◆ **Problem details**
Report how many of the lines below contain the string "bird". Give only the number.
+++ Extracted material +++
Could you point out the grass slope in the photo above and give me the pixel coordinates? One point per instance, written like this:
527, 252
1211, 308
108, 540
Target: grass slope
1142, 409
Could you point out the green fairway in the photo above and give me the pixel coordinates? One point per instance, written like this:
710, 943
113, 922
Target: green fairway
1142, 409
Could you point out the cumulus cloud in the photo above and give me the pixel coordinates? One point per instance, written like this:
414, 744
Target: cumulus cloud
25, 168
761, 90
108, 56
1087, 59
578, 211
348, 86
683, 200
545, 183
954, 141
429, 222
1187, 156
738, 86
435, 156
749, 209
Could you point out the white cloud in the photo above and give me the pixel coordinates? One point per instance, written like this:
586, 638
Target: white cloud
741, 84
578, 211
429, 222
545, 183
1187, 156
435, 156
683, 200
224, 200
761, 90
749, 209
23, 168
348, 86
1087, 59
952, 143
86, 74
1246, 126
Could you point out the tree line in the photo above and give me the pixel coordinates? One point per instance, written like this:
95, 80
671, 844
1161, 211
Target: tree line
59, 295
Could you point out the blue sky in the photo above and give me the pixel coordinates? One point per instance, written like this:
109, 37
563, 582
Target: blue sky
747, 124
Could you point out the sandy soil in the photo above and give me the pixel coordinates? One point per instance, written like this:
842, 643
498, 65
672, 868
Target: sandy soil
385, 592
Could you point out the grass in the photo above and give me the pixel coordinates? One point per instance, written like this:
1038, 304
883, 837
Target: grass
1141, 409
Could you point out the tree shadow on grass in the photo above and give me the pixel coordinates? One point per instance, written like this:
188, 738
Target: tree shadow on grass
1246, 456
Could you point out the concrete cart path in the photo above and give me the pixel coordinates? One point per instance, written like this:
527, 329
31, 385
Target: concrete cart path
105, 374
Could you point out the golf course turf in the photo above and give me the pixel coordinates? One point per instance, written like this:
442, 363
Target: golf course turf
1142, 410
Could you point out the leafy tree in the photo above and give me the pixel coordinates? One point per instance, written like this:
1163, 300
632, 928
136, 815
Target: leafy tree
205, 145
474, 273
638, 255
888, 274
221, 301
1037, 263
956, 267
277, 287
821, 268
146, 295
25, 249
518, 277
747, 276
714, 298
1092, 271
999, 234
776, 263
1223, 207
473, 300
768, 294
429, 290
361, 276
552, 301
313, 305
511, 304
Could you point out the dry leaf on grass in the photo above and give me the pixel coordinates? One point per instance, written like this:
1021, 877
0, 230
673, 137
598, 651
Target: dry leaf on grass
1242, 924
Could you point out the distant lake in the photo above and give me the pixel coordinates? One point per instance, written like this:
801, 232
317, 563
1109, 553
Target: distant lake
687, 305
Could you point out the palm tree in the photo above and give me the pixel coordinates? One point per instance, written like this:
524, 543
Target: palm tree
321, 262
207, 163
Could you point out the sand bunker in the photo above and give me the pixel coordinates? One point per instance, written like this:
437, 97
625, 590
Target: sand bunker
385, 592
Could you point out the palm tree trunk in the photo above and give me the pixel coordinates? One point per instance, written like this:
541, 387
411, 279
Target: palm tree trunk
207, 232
+++
+++ Extracted material +++
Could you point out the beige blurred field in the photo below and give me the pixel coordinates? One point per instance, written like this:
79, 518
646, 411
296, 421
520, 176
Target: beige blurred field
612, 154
+++
+++ Extracted material +++
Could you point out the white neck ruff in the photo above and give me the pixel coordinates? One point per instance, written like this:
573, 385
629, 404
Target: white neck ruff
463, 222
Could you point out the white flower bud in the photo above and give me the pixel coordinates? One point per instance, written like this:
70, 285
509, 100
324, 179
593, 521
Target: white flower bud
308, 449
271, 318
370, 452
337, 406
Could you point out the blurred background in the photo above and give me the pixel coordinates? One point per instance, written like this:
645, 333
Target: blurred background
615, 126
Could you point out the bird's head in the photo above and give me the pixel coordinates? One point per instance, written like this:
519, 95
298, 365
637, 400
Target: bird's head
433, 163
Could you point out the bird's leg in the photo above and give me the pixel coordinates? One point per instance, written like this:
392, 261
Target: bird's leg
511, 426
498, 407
+++
◆ **Result**
4